The task >> Render everything from the line containing "For the evaluation set, spot each instance of the red" down to the end of the records as a Markdown table with columns No. and Line, numbering each row and leaving out blank lines.

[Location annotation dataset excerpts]
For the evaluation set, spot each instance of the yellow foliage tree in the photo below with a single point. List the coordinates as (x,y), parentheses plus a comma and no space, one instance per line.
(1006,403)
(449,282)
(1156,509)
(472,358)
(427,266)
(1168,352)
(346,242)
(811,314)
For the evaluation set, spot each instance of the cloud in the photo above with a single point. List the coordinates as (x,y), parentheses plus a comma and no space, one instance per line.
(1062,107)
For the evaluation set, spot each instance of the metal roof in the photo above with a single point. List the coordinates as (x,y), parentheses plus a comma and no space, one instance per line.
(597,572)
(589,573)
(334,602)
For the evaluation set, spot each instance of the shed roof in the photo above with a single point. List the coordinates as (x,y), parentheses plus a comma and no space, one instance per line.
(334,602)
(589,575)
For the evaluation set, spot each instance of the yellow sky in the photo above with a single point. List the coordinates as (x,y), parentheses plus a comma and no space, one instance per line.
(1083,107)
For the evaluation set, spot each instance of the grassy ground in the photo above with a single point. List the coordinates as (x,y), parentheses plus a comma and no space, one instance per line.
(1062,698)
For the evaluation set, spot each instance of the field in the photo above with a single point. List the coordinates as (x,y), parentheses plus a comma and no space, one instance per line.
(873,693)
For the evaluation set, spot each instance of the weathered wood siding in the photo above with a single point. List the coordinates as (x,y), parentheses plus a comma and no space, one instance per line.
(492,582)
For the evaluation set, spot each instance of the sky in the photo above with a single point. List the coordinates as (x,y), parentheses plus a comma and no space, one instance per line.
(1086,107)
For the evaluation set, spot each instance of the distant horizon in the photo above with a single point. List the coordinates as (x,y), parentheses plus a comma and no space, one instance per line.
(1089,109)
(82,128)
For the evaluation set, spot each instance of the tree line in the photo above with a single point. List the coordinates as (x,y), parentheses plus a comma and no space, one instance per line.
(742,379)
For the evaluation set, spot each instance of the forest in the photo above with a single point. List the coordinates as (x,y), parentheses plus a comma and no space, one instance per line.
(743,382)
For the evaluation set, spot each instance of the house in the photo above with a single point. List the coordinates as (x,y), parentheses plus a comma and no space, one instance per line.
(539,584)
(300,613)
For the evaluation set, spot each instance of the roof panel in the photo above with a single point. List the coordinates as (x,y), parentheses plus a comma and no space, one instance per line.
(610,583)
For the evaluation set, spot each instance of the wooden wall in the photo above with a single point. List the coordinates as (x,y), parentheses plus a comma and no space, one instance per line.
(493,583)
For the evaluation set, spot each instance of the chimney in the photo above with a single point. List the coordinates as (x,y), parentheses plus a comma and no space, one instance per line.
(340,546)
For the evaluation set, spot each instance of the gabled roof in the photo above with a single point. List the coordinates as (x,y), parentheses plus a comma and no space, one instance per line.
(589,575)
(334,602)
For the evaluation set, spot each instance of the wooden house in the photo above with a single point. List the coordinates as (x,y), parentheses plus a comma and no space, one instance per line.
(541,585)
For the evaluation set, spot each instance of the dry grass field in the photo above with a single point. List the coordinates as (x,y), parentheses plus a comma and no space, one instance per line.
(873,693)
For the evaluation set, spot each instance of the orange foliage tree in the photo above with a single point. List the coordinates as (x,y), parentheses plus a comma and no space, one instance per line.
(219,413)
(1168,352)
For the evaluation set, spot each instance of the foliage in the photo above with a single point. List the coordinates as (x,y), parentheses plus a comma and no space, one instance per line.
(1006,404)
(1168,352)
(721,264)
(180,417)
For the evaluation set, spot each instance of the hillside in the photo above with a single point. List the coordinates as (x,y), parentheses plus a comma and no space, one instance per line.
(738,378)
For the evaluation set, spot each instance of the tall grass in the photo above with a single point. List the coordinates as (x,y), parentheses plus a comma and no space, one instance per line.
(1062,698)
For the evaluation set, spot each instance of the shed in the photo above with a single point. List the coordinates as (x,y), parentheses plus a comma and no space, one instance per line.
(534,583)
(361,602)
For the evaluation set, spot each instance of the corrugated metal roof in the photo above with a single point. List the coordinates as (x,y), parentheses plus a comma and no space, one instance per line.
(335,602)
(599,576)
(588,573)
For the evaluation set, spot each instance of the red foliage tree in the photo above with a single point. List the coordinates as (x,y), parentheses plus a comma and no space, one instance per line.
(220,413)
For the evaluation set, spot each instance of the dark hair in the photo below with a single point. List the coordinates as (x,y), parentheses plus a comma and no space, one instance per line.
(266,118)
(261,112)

Task output >>
| No. | Line |
|---|---|
| 1 | For the evaluation set, spot each instance of the red foliage tree in the photo above with a single point. List the coordinates as (x,y), parentheses plus a comma and no space, one instance per line. |
| 2 | (220,413) |
| 3 | For the evaluation set, spot each instance of the dark hair in the photo below with a single point. List the coordinates as (x,y), parentheses plus a comma and no space, one instance per line. |
| 4 | (266,118) |
| 5 | (261,112) |